When a teenaged girl, driven by passion, killed sisters in a crime of rage


Etawah (UP), Jan 13 (IANS): It was a balmy October afternoon in Bahadurpur Village under the limits of Balrai Police Station in Etawah when Jaiveer Pal and his wife Sushila went out to work, leaving their three daughters in the house.

The two younger daughters, Surbhi, 7 and Roshni, 5, went out to play, while their elder sister Anjali, 18, remained in the house.

As the sun began to go down, Surbhi and Roshni returned home and started looking for their sister but she was nowhere to be found.

The girls then opened the door of a room in the backyard and found Anjali in a compromising position with her boyfriend Aman. The girls threatened to inform their parents about Anjali’s relationship with Aman.

In a fit of rage, Anjali picked up a shovel and hit one of the girls who fell to the ground, unconscious. Frightened, the other sister began to cry out for help and this time, Aman hit her with the shovel.

By turns, Anjali and Aman kept hitting the girls with the shovel till they were sure that the two were dead.

After committing the murders, Anjali and Aman washed themselves and Aman fled the spot.

Anjali then picked up a bundle of fodder and went to the field where her parents and brothers were working. She behaved normally and said that the sisters were playing at home.

> [SET TASK] In the Etawah report, what did Anjali carry to the field where her parents and brothers were working? Rely solely on the Etawah report above.

> [EXCERPTED RECORDS]
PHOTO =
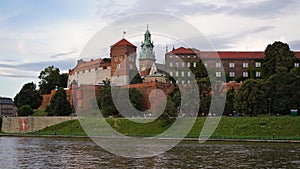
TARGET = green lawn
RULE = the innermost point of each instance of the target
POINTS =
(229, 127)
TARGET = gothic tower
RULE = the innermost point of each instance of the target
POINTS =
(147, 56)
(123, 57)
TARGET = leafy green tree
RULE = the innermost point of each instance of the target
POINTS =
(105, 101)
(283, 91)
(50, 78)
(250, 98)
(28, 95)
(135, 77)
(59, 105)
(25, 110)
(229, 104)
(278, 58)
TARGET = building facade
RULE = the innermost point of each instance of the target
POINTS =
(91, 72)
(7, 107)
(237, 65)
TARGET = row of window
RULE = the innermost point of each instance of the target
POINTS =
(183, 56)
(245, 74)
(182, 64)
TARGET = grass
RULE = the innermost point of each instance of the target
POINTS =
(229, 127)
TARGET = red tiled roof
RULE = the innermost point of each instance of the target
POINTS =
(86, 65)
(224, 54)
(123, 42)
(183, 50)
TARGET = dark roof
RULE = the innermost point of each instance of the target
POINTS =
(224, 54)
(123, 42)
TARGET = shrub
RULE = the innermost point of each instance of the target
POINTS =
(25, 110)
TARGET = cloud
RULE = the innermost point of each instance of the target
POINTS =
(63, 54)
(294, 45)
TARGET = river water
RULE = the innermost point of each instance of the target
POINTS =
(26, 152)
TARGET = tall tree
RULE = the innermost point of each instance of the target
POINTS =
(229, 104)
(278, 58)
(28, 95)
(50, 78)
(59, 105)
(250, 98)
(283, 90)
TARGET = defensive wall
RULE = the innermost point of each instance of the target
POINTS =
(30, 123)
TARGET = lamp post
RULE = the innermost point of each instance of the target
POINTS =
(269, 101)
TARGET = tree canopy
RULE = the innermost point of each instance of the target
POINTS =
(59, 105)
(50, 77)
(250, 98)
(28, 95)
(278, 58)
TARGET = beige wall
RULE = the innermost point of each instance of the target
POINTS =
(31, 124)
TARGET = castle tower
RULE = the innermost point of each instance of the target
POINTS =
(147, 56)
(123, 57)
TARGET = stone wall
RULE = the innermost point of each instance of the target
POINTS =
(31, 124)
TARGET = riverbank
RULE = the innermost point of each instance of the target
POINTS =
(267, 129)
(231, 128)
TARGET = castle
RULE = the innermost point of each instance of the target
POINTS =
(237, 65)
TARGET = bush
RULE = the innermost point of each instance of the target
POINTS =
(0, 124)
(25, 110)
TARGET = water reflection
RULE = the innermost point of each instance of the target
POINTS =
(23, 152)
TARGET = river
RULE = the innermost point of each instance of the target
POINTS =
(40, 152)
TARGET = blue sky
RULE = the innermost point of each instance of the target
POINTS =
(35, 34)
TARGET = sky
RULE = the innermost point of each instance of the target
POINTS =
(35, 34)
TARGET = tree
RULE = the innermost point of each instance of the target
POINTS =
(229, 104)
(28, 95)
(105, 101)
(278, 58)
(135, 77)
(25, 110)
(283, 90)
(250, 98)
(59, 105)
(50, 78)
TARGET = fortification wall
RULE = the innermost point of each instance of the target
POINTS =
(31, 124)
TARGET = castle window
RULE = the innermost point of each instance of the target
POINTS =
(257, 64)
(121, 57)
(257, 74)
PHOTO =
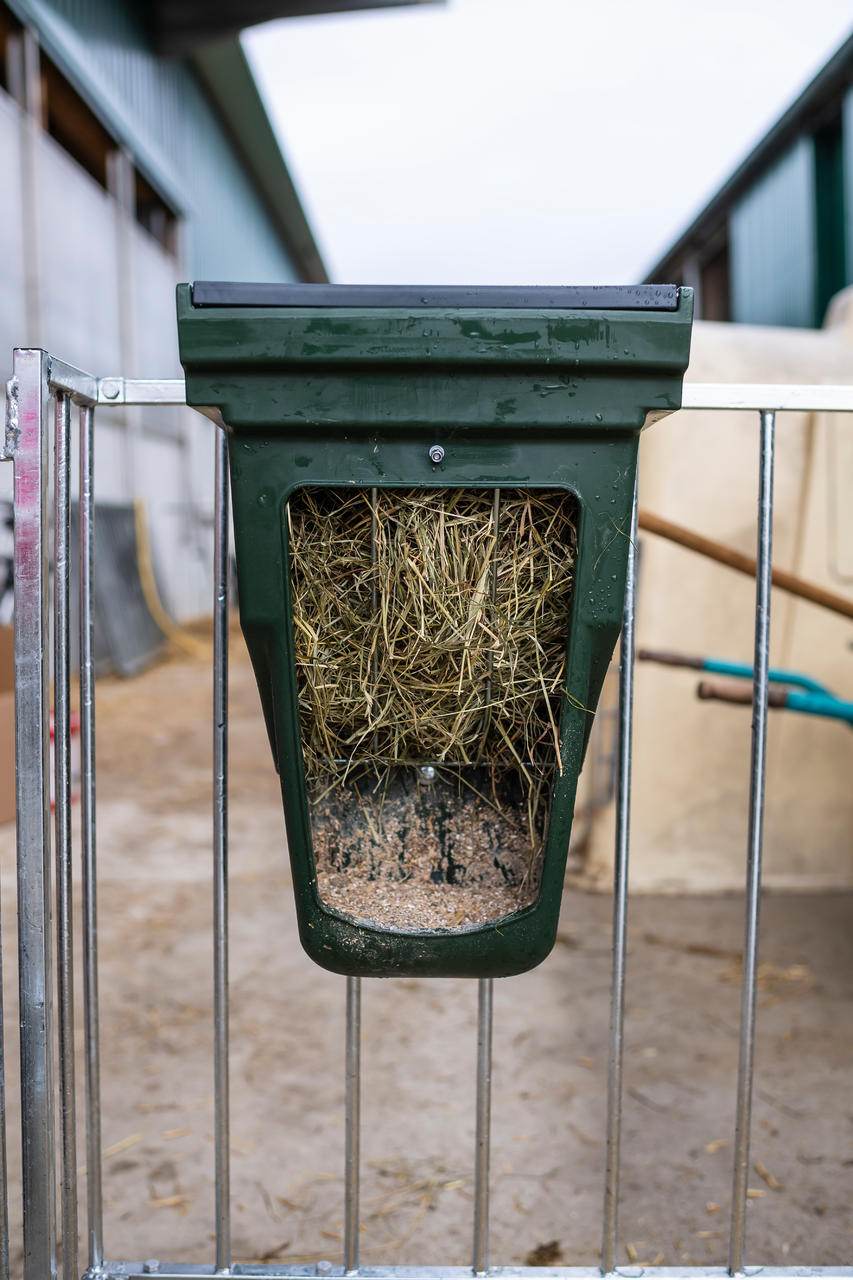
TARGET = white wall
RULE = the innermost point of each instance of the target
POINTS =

--

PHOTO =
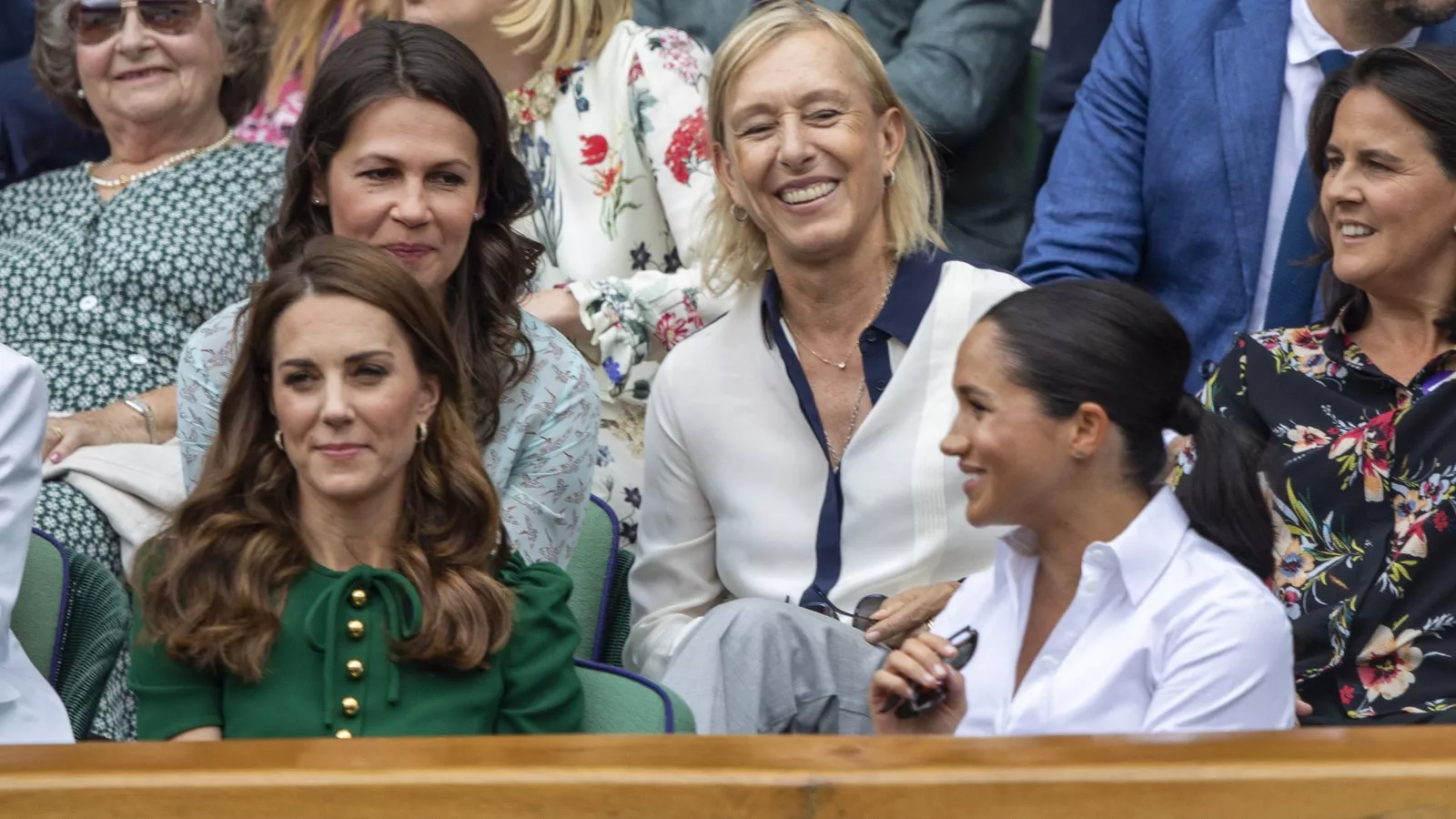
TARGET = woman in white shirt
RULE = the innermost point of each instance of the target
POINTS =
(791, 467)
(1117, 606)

> [THE SOLUTION] A bundle of fodder.